— start of Supplied data —

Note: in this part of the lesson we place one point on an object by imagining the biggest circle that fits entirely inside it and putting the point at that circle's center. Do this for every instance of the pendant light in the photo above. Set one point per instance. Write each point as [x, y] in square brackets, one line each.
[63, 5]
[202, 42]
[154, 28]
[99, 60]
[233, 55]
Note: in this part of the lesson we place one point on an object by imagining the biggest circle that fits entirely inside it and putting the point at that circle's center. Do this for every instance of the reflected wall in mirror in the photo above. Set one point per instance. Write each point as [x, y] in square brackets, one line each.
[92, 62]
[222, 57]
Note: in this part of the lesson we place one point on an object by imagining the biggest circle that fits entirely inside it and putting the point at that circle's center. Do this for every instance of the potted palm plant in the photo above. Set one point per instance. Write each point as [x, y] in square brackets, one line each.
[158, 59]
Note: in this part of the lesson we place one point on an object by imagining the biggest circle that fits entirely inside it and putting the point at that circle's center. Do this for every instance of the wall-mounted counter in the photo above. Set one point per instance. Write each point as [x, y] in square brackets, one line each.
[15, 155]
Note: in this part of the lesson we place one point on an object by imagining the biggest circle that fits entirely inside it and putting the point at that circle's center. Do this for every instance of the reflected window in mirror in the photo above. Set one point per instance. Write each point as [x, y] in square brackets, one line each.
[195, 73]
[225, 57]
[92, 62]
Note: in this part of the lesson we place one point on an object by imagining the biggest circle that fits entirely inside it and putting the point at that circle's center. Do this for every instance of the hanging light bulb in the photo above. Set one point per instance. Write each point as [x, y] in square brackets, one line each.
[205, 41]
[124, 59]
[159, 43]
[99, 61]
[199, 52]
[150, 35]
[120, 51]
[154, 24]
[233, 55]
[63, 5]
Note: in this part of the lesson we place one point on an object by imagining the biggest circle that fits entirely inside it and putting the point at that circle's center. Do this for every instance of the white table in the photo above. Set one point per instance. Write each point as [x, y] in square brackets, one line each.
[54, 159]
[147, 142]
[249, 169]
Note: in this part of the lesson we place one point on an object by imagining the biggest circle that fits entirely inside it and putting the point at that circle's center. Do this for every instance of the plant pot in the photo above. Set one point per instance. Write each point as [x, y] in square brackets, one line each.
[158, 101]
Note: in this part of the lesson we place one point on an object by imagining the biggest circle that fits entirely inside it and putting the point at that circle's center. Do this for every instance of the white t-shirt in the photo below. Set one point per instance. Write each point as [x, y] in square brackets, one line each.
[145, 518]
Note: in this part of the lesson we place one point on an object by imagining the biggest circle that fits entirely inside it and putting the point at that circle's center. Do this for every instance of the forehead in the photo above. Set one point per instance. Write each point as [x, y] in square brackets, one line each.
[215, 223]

— end of Supplied data —

→ Directions: Exactly reproduce every line found in the records.

→ Solution for this problem:
Note: in this part of the lesson we place one point on an object by imagining the biggest circle that fits entirely inside it and putting the point at that circle's center. Do this for every instance of the pendant light in the photo above. Set one point per instance. Write each point as [x, y] in square brackets, one line each.
[63, 5]
[202, 42]
[154, 28]
[99, 60]
[233, 55]
Note: in this part of the lesson we place one point on an object by imagining the biggest circle that fits entirely inside it and putting the point at that circle's center. Do this for every instance of the reflected wall in mirror in the photo above. Set one point per instance. Write each point as [x, y] in square brackets, one line each.
[92, 62]
[222, 57]
Note: in this part of the lesson we place one point on an object by imagining the biggest circle that fits entirely inside it and putting the point at that circle's center. Do this for every instance of the potted palm plant in the photo above. Set one point per instance. Write each point as [x, y] in square brackets, one line each.
[158, 59]
Note: in this part of the lesson we place one point on an object by imagining the biggest circle that fits entirely inside it and putting the point at that circle's center. Do this for every instance of the wall-mounted counter in the photo above. Set one point per instance. Write each point as [x, y] in square brackets, one line each.
[15, 155]
Note: in this part of the lesson we place one point on an object by imagining the biggest circle that fits entirely inside it and putting the point at that circle's center. Do this for every instance of the reflected window in mirror in the photo above. Set one point per instance. Write each point as [x, y] in square brackets, one line each.
[195, 73]
[225, 57]
[92, 62]
Note: in this part of the lesson we place one point on an object by imagining the biggest circle that fits entirely inside it and putting the point at that circle's center. Do this for every instance of the hanging light bulb in the photo above. Set one point per instance. Write each point as [x, y] in square brackets, one line each.
[205, 41]
[124, 59]
[159, 43]
[99, 61]
[199, 52]
[150, 35]
[120, 51]
[154, 24]
[233, 55]
[63, 5]
Note: in this part of the lesson we place one point on an object by imagining the biggest circle that fits entirely inside it and putting the point at that circle's center. Do this for every instance of the white table in the photo above. Set one point per instance. Write each point as [x, y] in square brackets, one line each.
[54, 159]
[147, 142]
[249, 169]
Note: in this part of the lesson we place one point on an object by imagining the biggest circle that fits entirely inside it and putting the point at that circle's center. Do this for every instance of the plant pot in the photo above. Set one point per instance. Write each point as [x, y] in square brackets, one line each.
[158, 101]
Note: in this part of the lesson we place one point on an object by imagining the biggest circle that fits entirely inside it and putting the point at that circle's center. Do this for every instance of the white t-shirt in the photo below. Set one point per instance. Write each point as [x, y] in square brackets, one line each.
[145, 518]
Note: in this part of the lesson we place one point on an object by imagining the biggest circle that fits entirely inside it and putting the point at that circle's center. Do this for every instance of the forehead in the photo above. Set one point per instance. Write each point as [x, y] in square brackets, one line each.
[215, 223]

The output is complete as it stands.